(Beginning of Data to examine)

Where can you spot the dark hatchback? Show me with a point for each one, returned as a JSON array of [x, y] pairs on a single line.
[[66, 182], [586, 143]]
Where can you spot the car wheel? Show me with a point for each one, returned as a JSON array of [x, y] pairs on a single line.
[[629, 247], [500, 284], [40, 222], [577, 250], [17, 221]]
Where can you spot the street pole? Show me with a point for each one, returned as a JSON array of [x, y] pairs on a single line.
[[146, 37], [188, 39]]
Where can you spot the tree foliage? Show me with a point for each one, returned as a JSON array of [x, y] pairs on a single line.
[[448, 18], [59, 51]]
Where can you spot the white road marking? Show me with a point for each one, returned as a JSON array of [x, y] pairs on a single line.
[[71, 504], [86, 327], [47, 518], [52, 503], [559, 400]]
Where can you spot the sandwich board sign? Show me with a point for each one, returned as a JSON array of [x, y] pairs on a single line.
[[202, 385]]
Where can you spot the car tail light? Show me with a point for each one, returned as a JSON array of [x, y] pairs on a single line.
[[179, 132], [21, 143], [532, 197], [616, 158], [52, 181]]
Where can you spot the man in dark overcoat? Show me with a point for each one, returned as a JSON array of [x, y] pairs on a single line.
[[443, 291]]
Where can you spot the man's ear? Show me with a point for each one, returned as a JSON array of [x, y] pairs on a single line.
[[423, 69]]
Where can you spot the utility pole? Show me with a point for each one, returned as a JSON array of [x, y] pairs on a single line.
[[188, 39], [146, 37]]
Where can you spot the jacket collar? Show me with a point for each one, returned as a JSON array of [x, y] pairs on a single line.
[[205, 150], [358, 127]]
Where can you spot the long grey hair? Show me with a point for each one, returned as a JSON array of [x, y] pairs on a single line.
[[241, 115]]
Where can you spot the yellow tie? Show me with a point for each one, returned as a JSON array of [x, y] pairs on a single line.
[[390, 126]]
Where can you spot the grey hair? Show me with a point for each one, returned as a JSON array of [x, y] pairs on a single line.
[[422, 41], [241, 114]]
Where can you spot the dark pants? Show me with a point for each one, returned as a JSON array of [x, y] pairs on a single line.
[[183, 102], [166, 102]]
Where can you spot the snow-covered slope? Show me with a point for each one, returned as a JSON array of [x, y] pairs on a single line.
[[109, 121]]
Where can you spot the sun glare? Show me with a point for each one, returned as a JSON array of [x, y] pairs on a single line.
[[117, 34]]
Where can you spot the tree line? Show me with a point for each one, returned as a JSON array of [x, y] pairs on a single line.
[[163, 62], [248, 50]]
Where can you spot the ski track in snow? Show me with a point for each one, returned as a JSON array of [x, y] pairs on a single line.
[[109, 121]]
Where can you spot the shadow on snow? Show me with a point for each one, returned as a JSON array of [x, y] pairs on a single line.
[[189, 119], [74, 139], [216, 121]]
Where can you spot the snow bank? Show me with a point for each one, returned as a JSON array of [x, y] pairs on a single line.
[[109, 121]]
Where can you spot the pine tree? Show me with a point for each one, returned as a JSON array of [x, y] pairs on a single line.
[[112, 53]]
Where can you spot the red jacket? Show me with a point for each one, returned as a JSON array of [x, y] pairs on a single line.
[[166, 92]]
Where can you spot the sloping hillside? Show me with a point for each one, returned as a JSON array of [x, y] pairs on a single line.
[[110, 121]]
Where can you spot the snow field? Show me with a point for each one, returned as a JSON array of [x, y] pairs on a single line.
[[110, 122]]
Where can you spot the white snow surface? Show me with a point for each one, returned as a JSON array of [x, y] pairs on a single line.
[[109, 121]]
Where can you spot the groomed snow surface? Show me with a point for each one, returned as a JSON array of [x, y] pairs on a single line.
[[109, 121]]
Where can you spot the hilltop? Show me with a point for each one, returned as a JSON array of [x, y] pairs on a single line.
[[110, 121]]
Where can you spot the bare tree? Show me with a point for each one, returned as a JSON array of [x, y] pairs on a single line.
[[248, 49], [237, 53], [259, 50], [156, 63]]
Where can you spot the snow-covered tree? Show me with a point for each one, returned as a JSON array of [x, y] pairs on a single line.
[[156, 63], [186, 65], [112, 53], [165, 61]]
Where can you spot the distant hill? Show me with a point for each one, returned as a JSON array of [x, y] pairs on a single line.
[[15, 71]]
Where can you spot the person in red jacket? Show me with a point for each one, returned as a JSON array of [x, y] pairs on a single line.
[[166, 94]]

(End of Data to examine)

* _Aim of the task_:
All of the data above must be set down again exactly.

* _Exercise answer_:
Where can you spot the dark hatchback? Show me with a point for each one, returned as a JSON array of [x, y] pairs on a single line.
[[66, 182], [586, 143]]
Where can you spot the car wheel? Show me with a point for each one, returned as a JSON array of [x, y] pairs on a single line.
[[629, 247], [500, 284], [40, 222], [577, 250], [17, 221]]
Where can you spot the street pole? Show me with a point for each one, returned as a JSON array of [x, y] pairs on a single line.
[[146, 37], [188, 39]]
Where can you spot the tree foliage? Show me with a point for each one, returned as a JSON array of [x, y] pairs on a single line.
[[448, 18], [59, 51]]
Where can you spot the white road marking? Show me with a point for each one, returned as a JSON array of [x, y] pairs on a single line.
[[71, 504], [86, 327], [47, 518], [52, 503], [559, 400]]
Where can you spot the sandwich board sign? Show me with a point for each one, returned as a JSON array of [x, y] pairs on a single line.
[[202, 385]]
Where can you spot the car tail light? Show me with a point for each one, returned as a JSON array of [x, y] pairs on a single line.
[[179, 132], [21, 143], [532, 197], [616, 158], [52, 181]]
Where can you spot the man in dark overcoat? Show me with a point for each one, returned as a JSON array of [x, y] pairs on a single line.
[[443, 291]]
Where can you spot the man's ear? Show me with a point for each one, returned as a JSON array of [x, y] pairs on a single line.
[[423, 69]]
Where can you spot the utility pole? Show me with a point for each one, returned as a JSON array of [x, y] pairs on a single line.
[[188, 39], [146, 37]]
Where can you spot the jacket collar? Show me with a point for each one, returned as a JSON array of [x, y] pairs on a single line.
[[205, 150], [358, 127]]
Where can you spot the long grey hair? Show me with a point for each one, returned as a JSON array of [x, y] pairs on a single line.
[[241, 115]]
Where can you spot the yellow tie? Show me with a point for each one, returned as a JSON array of [x, y] pairs on a single line.
[[390, 126]]
Where can you spot the grey hair? Show me with a point for each one, returned as a JSON array of [x, y] pairs on a single line.
[[422, 41], [241, 114]]
Where can you spot the dark pants? Show me with a point for each one, returned as a JSON array of [x, y] pairs on a single line.
[[183, 102], [166, 102]]
Where can you spot the snow-covered slope? Show me with a point for each one, returned as a JSON array of [x, y] pairs on a single line.
[[109, 121]]
Where can you spot the sun glare? Show me with a point for each one, returned as a JSON array of [x, y] pairs on a single line.
[[117, 34]]
Where can you spot the tree line? Show me with a point for each one, returned as a JSON array of [x, y] pairs on a single line.
[[163, 62], [248, 50]]
Where can you spot the ski track in snow? Show me with a point for each one, returned as a JSON array of [x, y] pairs on a single line.
[[109, 121]]
Where can you spot the shadow on snow? Show me with a point for each one, returned as a JSON array of [x, y] pairs on a single line.
[[189, 119], [74, 139], [216, 121]]
Where can you spot the snow bank? Show me with a point for each one, returned as a JSON array of [x, y] pairs on a single line.
[[109, 121]]
Where can you spot the pine tree? Show me with a point for each one, returned as a JSON array of [x, y] pairs on a single line.
[[112, 53]]
Where can you spot the red jacket? Show me with a point for each one, returned as a JSON array of [x, y] pairs on a single line.
[[166, 92]]
Where can you spot the sloping hillside? Show me with a point for each one, returned as a JSON array of [x, y] pairs on a single line.
[[110, 121]]
Where can you spot the snow field? Show me with a point for each one, returned as a JSON array of [x, y] pairs on a single line.
[[110, 122]]
Where can you spot the white snow surface? Show me with a point for each one, returned as a JSON array of [x, y] pairs on a single line.
[[109, 121]]
Where can you spot the groomed snow surface? Show me with a point for each one, returned as a JSON array of [x, y] pairs on a single line.
[[109, 121]]
Where can you spot the hilltop? Show me with a point for each one, returned as a JSON array of [x, y] pairs on a single line.
[[110, 121]]
Where can you spot the bare tree? Show me with a point for each one, returned as a JSON array of [x, y] pairs on a single line.
[[248, 49], [237, 53], [259, 50], [156, 63]]
Where can you spot the snow-covered tree? Show me with a point for each one, returned as a JSON array of [x, y] pairs on a single line.
[[156, 63], [186, 65], [112, 53], [165, 61]]
Where can you spot the distant hill? Show me with a point for each one, returned as a JSON array of [x, y] pairs on a single line.
[[15, 71]]
Where can you spot the person in red jacket? Show me with a point for each one, returned as a JSON array of [x, y] pairs on a single line.
[[166, 94]]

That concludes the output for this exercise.